Required work |
(A) In the essay about left turns, what was the topic of the writer's master's thesis?
(B) Return the part of the essay about left turns starting at "On a retreat, you" and ending at "need to go.", word for word.

Reading text |
The professor from Stanford’s graduate program in biochemistry who was interviewing me over the phone could not have been more tactful and encouraging as she informed me of my rejection. “You’ve been out of the field for two years raising your kids, and you need more experience working in a lab. Your academic qualifications are superb. Just go spend a year as a lab assistant and make sure you really enjoy doing research, and we’ll almost certainly accept you the next time you apply.”
I put down the phone. “But I hate lab work!” was my first thought. I envisioned an eternity of messing with chemicals and rats, stuck indoors in a nasty smelling cinder-block room full of mysterious metal equipment, tediously repeating experiments and calculating the standard deviations of my results. I had enjoyed the academic side of biochemistry, learning how this amazing world works at the molecular level, and I had automatically applied for a PhD program. Now I felt trapped just thinking about the realities of that life.
I never reapplied to Stanford. I stayed home with my two boys, got a teaching credential, had my daughter, and discovered the incredible world of early music. Twenty years after that rejection from Stanford, I earned a master’s degree in liberal arts from Sac State. I had the freedom in that program to explore my eclectic interests in history, literature, theology, music, and languages. I incorporated my science background into my thesis on Anglo-Saxon medicine. I’m still not sure where I’m headed on this path, but I’m enjoying the view and the companions who have come and gone along the way.
A “left turn” is my friend Lisa’s term for one of those moments when you are moving along one path, happily or not, and something happens to send you off in an entirely new direction. For both of us these detours had often led to wonderful opportunities we would not have had if we had rigidly stayed on our previous paths. Sometimes it is immediately apparent to me that something amazing has occurred, that I have stumbled onto a new passion with joyful possibilities. My first early music workshop was an epiphany; I fell in love with a thousand years worth of music I had previously ignored. When I attended a writing retreat last September in response to an email that randomly appeared at just the right moment in my life, I knew that I had encountered another one of those “left turns.”
On a retreat, you may wish to look more closely at how your life has unfolded. Have you blindly forged ahead, possibly missing some enriching side paths? Have you let yourself be enticed into deeper explorations of your capabilities? How do the actions you have meticulously planned out compare with the accidental detours? It could be useful to draw a map of your journey and color code sections with positive and negative results. You may find, as I have, that you can trust your inner guidance system to take you where you need to go.

Data for review |
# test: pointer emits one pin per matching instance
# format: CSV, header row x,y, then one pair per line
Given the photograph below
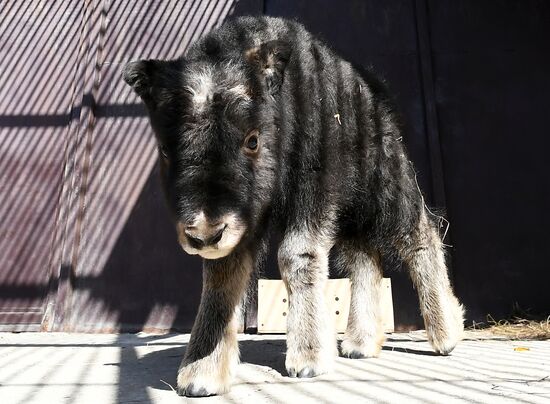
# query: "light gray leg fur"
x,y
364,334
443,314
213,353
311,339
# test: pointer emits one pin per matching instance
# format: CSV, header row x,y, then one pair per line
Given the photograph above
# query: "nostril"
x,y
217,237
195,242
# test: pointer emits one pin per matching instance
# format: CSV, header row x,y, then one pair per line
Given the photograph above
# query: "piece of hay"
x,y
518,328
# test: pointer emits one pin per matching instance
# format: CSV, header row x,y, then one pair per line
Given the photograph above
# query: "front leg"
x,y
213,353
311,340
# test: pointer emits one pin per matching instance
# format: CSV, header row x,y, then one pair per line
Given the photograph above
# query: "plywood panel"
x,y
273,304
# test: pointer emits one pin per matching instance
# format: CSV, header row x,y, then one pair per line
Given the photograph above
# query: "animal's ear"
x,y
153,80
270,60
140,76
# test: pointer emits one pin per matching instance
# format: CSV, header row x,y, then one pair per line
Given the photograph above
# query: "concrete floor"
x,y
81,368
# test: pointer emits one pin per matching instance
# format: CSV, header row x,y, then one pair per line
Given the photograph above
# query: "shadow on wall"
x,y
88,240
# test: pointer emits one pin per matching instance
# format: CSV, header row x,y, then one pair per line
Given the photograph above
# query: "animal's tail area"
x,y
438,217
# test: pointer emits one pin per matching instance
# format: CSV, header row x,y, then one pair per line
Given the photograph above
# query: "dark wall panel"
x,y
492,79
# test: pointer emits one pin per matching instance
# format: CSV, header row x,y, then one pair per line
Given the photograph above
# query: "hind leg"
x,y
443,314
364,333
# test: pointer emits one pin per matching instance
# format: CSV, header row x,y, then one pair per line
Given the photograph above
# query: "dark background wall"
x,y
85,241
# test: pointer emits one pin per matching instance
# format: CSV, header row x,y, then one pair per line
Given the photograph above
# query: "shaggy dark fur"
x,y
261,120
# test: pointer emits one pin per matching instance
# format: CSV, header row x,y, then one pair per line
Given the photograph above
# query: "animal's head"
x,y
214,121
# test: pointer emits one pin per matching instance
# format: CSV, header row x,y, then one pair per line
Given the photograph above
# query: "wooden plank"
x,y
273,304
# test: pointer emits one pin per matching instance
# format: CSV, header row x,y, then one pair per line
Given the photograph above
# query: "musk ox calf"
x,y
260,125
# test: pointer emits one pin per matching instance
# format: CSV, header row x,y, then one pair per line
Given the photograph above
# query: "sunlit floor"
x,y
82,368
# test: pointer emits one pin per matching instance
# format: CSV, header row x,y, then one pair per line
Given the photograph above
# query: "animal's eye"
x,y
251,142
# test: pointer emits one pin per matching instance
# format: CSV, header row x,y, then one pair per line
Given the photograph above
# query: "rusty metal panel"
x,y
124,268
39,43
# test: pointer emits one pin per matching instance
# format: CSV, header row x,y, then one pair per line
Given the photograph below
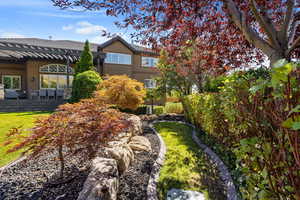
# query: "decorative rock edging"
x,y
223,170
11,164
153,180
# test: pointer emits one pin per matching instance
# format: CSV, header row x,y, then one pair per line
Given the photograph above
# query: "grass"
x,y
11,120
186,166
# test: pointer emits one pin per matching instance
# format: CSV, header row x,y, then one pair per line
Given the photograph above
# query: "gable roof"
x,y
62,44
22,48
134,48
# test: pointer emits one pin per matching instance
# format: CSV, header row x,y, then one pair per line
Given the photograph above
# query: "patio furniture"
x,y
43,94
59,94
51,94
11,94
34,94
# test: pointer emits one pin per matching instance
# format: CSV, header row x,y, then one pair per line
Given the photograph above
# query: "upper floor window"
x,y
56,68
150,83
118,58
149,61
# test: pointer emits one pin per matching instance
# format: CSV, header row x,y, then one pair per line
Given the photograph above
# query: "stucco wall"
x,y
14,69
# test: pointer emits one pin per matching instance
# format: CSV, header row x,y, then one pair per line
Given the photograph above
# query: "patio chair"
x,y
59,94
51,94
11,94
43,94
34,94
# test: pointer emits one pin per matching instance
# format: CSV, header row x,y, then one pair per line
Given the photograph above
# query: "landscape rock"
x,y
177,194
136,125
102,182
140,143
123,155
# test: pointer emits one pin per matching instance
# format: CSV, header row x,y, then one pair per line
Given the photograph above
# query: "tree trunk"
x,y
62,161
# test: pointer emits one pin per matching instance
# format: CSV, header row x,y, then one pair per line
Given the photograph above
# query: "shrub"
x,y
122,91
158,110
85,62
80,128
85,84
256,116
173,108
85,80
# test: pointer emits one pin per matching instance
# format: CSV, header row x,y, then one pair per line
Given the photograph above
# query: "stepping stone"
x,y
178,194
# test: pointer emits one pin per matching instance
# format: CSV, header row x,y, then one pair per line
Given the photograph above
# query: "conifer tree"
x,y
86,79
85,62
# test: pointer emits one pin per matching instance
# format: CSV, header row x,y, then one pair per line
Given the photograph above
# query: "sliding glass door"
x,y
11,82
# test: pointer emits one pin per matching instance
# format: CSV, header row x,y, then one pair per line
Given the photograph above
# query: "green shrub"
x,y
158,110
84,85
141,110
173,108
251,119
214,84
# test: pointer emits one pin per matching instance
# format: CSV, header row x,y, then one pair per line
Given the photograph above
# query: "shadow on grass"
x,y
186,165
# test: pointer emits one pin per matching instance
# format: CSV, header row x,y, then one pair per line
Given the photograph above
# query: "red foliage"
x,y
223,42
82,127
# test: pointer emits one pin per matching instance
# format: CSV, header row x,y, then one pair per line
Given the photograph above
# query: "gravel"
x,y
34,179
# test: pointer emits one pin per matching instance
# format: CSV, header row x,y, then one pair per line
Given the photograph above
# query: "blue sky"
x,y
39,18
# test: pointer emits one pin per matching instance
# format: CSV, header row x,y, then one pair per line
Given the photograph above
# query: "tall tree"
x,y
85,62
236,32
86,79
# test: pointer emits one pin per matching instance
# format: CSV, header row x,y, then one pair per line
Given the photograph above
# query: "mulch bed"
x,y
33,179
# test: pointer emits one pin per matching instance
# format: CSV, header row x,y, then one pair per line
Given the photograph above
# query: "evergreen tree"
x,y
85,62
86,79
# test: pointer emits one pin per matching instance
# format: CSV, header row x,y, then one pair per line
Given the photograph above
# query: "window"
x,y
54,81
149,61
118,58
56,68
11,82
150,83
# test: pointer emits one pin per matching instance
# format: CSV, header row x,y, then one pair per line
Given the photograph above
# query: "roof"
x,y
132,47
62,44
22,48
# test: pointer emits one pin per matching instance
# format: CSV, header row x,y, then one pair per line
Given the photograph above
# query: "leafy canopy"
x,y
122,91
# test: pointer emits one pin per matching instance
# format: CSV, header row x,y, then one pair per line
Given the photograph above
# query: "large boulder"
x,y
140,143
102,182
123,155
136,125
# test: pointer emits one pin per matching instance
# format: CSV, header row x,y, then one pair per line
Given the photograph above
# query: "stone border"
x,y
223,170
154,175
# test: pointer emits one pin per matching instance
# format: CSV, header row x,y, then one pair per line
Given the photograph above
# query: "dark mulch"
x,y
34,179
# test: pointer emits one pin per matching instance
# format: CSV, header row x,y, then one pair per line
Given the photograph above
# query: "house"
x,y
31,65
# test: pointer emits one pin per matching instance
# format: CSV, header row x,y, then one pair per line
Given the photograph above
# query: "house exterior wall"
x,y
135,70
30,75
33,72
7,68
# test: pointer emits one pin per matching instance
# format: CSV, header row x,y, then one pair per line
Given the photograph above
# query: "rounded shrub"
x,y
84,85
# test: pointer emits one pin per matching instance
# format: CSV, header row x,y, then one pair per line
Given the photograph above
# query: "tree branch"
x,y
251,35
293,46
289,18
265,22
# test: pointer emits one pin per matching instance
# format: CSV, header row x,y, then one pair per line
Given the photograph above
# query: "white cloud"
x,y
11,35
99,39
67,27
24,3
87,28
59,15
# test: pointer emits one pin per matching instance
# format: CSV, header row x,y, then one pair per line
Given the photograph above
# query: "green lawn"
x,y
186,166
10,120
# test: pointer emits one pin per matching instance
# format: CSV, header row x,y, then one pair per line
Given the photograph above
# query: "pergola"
---
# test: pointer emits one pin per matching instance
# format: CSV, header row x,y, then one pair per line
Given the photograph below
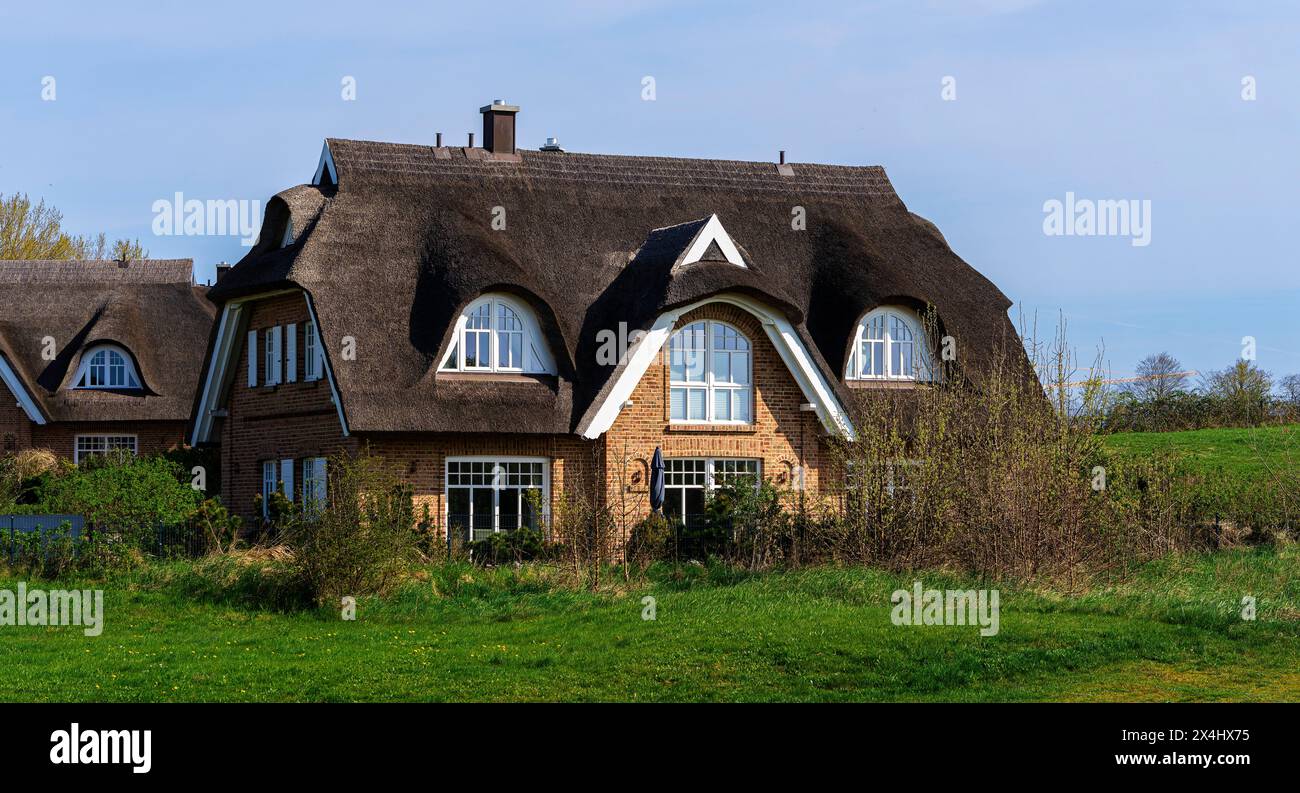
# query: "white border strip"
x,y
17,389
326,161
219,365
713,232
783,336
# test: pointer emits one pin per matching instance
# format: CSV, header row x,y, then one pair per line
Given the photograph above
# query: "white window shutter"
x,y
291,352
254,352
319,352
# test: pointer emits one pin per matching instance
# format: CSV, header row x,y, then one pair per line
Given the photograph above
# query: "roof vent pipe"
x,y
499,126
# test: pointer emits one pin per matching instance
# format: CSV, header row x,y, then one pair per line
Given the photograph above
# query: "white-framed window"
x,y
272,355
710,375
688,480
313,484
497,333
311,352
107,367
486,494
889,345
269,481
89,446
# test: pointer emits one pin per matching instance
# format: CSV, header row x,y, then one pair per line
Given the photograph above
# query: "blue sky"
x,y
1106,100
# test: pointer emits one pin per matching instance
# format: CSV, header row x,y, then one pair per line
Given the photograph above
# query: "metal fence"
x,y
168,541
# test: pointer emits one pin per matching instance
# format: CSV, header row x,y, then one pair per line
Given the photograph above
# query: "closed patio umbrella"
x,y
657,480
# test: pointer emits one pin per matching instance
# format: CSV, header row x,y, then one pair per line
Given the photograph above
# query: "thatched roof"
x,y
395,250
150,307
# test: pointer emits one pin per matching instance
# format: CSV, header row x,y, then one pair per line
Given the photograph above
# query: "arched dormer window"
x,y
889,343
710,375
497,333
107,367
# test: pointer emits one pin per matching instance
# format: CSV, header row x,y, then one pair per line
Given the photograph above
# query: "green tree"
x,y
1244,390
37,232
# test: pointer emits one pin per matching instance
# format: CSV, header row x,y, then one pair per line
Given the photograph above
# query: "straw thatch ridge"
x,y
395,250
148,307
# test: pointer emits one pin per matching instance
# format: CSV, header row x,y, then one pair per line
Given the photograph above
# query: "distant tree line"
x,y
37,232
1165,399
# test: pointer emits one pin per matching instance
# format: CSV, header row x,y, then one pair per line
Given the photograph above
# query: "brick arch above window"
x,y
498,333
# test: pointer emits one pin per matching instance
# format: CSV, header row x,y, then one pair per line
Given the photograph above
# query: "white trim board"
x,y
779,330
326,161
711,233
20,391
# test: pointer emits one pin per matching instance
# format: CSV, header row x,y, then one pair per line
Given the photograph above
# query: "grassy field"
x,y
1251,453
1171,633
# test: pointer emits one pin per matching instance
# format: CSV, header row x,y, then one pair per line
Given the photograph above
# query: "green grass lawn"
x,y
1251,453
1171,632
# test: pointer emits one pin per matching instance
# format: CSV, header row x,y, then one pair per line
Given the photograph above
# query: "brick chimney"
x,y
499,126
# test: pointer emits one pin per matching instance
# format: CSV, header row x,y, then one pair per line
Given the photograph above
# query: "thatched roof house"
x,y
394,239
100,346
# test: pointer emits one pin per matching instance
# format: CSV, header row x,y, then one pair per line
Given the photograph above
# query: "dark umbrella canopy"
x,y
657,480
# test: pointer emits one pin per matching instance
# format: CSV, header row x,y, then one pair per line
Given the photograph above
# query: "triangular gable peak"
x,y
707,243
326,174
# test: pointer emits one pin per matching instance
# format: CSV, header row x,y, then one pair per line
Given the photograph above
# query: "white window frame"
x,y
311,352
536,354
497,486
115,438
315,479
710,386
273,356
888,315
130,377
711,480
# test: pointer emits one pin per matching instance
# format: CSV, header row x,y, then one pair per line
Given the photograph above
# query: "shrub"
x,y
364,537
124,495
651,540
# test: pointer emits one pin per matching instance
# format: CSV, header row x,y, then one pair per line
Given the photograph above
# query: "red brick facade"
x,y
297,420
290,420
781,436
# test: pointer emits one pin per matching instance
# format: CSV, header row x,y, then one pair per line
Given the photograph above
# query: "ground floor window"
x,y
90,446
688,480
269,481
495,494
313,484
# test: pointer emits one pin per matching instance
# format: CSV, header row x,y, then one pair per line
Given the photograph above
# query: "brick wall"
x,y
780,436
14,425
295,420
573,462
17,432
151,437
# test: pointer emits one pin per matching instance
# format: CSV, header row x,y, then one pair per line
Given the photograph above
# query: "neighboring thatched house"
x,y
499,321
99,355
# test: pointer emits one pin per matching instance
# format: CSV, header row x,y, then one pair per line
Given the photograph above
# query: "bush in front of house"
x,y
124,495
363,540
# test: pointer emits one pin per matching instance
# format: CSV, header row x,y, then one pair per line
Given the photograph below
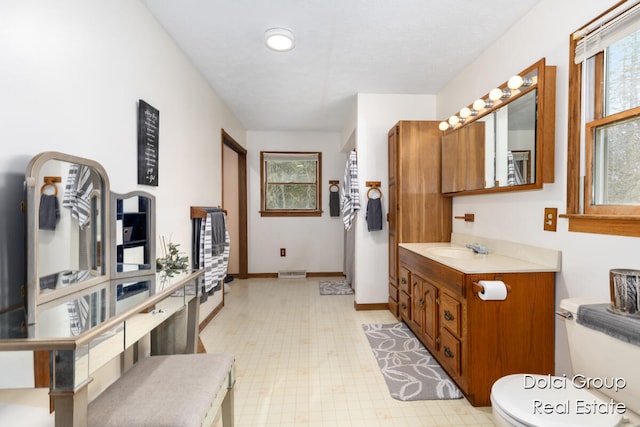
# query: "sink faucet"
---
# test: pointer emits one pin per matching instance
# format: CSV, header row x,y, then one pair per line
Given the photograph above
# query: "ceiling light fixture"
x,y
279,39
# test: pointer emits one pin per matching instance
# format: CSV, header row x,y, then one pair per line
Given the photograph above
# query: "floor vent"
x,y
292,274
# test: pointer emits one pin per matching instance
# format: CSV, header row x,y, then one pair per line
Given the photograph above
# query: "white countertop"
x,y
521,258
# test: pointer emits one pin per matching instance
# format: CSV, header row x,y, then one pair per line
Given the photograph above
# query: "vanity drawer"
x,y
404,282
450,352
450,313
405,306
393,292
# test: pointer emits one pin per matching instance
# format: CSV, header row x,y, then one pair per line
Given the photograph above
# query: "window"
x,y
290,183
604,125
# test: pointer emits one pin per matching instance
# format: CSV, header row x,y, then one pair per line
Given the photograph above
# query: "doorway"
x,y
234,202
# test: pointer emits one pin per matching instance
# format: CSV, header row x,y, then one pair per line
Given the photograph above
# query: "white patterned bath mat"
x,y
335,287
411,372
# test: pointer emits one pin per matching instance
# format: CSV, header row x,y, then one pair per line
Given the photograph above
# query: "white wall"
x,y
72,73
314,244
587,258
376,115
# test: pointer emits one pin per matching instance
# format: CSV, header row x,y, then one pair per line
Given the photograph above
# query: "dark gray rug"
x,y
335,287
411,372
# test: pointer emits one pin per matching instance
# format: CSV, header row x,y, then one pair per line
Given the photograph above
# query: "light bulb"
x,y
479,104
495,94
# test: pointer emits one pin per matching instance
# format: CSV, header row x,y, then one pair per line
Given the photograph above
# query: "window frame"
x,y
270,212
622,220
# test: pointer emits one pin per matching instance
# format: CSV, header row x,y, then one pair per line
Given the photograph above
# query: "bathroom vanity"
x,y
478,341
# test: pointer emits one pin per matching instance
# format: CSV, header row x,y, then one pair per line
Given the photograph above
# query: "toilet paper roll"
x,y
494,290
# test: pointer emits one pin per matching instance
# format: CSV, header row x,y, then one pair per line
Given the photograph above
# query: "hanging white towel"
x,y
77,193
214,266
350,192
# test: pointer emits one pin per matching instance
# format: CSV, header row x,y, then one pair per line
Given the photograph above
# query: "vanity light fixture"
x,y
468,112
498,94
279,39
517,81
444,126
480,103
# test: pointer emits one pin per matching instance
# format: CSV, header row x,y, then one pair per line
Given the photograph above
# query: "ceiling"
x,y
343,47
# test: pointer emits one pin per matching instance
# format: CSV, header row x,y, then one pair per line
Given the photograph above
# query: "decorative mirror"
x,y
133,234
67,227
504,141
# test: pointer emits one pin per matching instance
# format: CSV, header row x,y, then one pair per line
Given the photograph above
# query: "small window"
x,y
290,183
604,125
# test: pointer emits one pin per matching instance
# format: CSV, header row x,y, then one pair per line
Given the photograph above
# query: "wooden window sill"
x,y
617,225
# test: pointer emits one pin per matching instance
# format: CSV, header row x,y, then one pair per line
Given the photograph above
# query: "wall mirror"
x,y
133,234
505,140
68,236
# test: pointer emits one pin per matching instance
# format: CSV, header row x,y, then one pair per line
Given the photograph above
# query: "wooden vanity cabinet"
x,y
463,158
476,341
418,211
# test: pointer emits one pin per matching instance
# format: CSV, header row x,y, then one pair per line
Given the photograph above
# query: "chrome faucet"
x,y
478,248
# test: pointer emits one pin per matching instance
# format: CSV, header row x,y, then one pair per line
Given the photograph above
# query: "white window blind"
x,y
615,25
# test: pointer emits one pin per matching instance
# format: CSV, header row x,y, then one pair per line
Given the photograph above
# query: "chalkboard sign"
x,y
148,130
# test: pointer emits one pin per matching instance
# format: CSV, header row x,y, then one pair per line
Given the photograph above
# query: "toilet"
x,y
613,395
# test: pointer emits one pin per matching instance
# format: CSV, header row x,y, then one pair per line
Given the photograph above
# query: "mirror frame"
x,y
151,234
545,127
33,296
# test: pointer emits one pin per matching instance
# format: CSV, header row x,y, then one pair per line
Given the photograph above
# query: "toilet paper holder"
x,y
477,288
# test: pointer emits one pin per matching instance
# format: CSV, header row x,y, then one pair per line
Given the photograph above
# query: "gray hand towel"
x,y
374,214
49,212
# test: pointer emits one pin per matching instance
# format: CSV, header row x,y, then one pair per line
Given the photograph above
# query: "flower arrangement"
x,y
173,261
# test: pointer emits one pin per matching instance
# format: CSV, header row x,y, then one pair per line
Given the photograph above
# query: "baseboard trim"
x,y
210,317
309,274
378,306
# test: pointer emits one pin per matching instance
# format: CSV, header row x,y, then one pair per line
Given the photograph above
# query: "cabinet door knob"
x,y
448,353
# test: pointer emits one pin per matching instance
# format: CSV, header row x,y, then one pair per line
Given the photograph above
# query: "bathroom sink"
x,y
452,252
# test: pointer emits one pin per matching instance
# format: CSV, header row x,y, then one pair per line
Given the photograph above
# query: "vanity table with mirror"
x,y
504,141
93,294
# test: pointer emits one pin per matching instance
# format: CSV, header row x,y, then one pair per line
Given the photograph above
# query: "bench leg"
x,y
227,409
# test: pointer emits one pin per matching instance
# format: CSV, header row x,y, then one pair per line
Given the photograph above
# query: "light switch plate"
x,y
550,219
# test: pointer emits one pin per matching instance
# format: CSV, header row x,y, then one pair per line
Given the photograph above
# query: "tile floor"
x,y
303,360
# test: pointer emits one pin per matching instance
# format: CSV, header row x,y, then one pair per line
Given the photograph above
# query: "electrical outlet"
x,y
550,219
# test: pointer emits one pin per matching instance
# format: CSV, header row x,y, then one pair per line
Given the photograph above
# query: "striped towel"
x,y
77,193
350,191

Solutions for each task |
(A) Anglo-Saxon medicine.

(B)
On a retreat, you may wish to look more closely at how your life has unfolded. Have you blindly forged ahead, possibly missing some enriching side paths? Have you let yourself be enticed into deeper explorations of your capabilities? How do the actions you have meticulously planned out compare with the accidental detours? It could be useful to draw a map of your journey and color code sections with positive and negative results. You may find, as I have, that you can trust your inner guidance system to take you where you need to go.